- Written instruction -
Exact repetition of every entry is required.

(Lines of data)
****************

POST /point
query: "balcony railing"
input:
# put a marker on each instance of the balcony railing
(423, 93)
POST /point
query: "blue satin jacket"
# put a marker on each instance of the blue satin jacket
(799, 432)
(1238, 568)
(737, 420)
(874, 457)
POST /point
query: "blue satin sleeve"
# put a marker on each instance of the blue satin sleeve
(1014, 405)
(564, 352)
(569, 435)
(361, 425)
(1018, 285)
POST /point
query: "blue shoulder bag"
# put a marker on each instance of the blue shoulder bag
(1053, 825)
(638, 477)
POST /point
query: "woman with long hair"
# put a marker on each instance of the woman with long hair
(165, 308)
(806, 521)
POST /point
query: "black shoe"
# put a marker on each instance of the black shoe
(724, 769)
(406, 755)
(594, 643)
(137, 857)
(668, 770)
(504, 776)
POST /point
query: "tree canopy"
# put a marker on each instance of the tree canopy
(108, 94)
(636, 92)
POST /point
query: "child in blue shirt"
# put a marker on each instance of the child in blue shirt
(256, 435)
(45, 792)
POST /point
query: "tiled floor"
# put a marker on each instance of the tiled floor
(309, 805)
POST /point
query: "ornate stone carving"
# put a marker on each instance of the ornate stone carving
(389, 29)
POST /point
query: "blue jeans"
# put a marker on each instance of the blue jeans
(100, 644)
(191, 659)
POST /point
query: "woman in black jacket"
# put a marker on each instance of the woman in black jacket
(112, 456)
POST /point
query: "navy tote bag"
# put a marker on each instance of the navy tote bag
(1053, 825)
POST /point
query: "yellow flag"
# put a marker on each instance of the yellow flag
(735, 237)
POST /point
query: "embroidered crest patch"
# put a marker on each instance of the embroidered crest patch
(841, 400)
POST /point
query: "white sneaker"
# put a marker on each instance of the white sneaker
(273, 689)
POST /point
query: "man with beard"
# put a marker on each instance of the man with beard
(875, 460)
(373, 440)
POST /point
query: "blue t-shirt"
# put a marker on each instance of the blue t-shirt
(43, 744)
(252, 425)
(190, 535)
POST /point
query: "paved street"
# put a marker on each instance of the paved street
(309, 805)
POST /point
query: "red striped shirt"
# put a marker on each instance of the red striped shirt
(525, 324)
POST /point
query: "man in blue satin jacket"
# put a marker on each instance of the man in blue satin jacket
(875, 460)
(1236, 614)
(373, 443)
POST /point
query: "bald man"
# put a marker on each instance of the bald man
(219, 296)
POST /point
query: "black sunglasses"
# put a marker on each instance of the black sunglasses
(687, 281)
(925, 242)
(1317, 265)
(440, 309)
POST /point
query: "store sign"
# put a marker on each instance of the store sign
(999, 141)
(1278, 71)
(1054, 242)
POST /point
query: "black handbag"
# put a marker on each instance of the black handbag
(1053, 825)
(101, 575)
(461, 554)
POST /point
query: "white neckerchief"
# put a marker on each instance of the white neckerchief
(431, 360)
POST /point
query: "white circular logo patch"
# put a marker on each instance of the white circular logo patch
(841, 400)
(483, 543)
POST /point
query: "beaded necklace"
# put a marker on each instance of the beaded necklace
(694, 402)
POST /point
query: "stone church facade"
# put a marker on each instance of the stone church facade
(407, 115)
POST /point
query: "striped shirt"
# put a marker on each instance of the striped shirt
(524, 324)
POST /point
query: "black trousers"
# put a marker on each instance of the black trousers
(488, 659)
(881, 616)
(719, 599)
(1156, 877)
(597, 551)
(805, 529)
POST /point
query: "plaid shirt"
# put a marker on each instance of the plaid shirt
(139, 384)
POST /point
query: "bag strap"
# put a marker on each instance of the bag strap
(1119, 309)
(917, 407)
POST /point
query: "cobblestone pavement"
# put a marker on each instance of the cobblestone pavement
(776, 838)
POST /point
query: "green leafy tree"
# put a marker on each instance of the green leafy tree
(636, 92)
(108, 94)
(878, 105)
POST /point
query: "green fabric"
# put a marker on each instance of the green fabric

****************

- Answer for the task -
POST /point
query: "balcony railing"
input:
# put a marker on each instance of the balcony railing
(423, 93)
POST /point
query: "blue satin jacket"
# put a marker on each instance of the blue satin jacket
(799, 432)
(1238, 568)
(737, 420)
(874, 457)
POST /point
query: "blue satin sleeve"
# put a marker on each instance of the blue satin sleeve
(1014, 405)
(564, 352)
(569, 435)
(361, 425)
(1018, 285)
POST /point
query: "blue shoulder bag"
# put a marker on each instance of the blue shoulder bag
(1053, 825)
(638, 477)
POST /point
query: "woman with long hair"
# put a marker on each instance of the woman with long hair
(165, 308)
(806, 521)
POST /point
query: "black shoe"
# put a marker on each instance of the black shoe
(724, 769)
(406, 755)
(594, 643)
(137, 857)
(668, 770)
(504, 776)
POST /point
query: "tree canopy"
# put a marker on each instance of the tree canopy
(108, 94)
(636, 92)
POST /point
query: "child in blue shirt"
# put a marker on each instance of the child in blue shirt
(256, 435)
(45, 792)
POST /point
query: "tiled floor"
# put a marker on each instance of the tiled floor
(309, 805)
POST /point
query: "ornate stone carving"
# put a marker on each instance of the ornate stone carving
(389, 29)
POST /point
query: "blue jeans"
# put a marker on each instance of the blue jeans
(100, 644)
(191, 659)
POST /point
query: "woman in black jacket"
# put a marker on each instance of the woman in black jacket
(112, 456)
POST /point
query: "navy tote bag"
# put a marker on each instance of the navy tote bag
(1053, 825)
POST /point
query: "yellow flag"
# put a marker on each instance of the yellow flag
(735, 237)
POST /point
query: "embroidered crest patch"
# put a marker on each instance of the embroidered crest patch
(841, 400)
POST /point
query: "white sneaker"
# put a marker on each instance of the white sneaker
(273, 689)
POST /point
query: "man with beard"
# put a marker on each instance of the man with beard
(875, 460)
(373, 440)
POST /point
query: "blue t-shirt"
# put a marker on each instance of the blue t-shirt
(43, 744)
(252, 425)
(190, 535)
POST /point
query: "paved street"
# put a marker on each instance of the paved street
(309, 805)
POST /point
query: "red striped shirt"
# put a marker on each instance of the red striped shirt
(525, 324)
POST /point
query: "man in blue satin jacket"
# put a marker on each instance of the man in blue satin jacket
(875, 460)
(1236, 614)
(373, 443)
POST /point
query: "bald man"
# put a marker on each instance of the bald man
(219, 296)
POST /point
query: "black sunglasses"
# put a marker on each instance of the black sunglasses
(687, 281)
(925, 242)
(1317, 265)
(440, 309)
POST /point
query: "store sign"
# put a marker on each instance of the store sign
(999, 141)
(1278, 71)
(1054, 242)
POST /point
query: "black handbag"
# put a marker on each instance of the black handbag
(1053, 825)
(101, 575)
(461, 554)
POST /point
query: "white neckerchief"
# put a marker on each instance of the white neckerchief
(431, 360)
POST /point
query: "white circular logo patch"
# put a marker on each instance of the white circular logo patch
(841, 400)
(483, 543)
POST /point
query: "beaded necklace"
# put a marker on each instance of the beaded necklace
(694, 402)
POST /point
query: "stone church facade"
# put a marker on each instance of the stone church facade
(407, 115)
POST /point
query: "striped shirt"
# put a marker on each instance of the striped shirt
(524, 324)
POST /point
query: "black trousers"
# put a marker on each instance of the black trousers
(488, 659)
(881, 616)
(719, 599)
(1156, 877)
(597, 551)
(805, 529)
POST /point
query: "plaid shirt"
# put a marker on each instance of the plaid shirt
(139, 384)
POST /point
query: "bag strap"
# put a marker on each instance of the bag strap
(1119, 309)
(917, 407)
POST /point
query: "cobblestone pavement"
# put a marker on each instance of the cobblestone pavement
(776, 838)
POST /point
query: "green leafy tree"
# put a marker on each instance of the green leafy tree
(636, 92)
(108, 94)
(878, 105)
POST /point
query: "green fabric"
# put a marker on each instance of the green fabric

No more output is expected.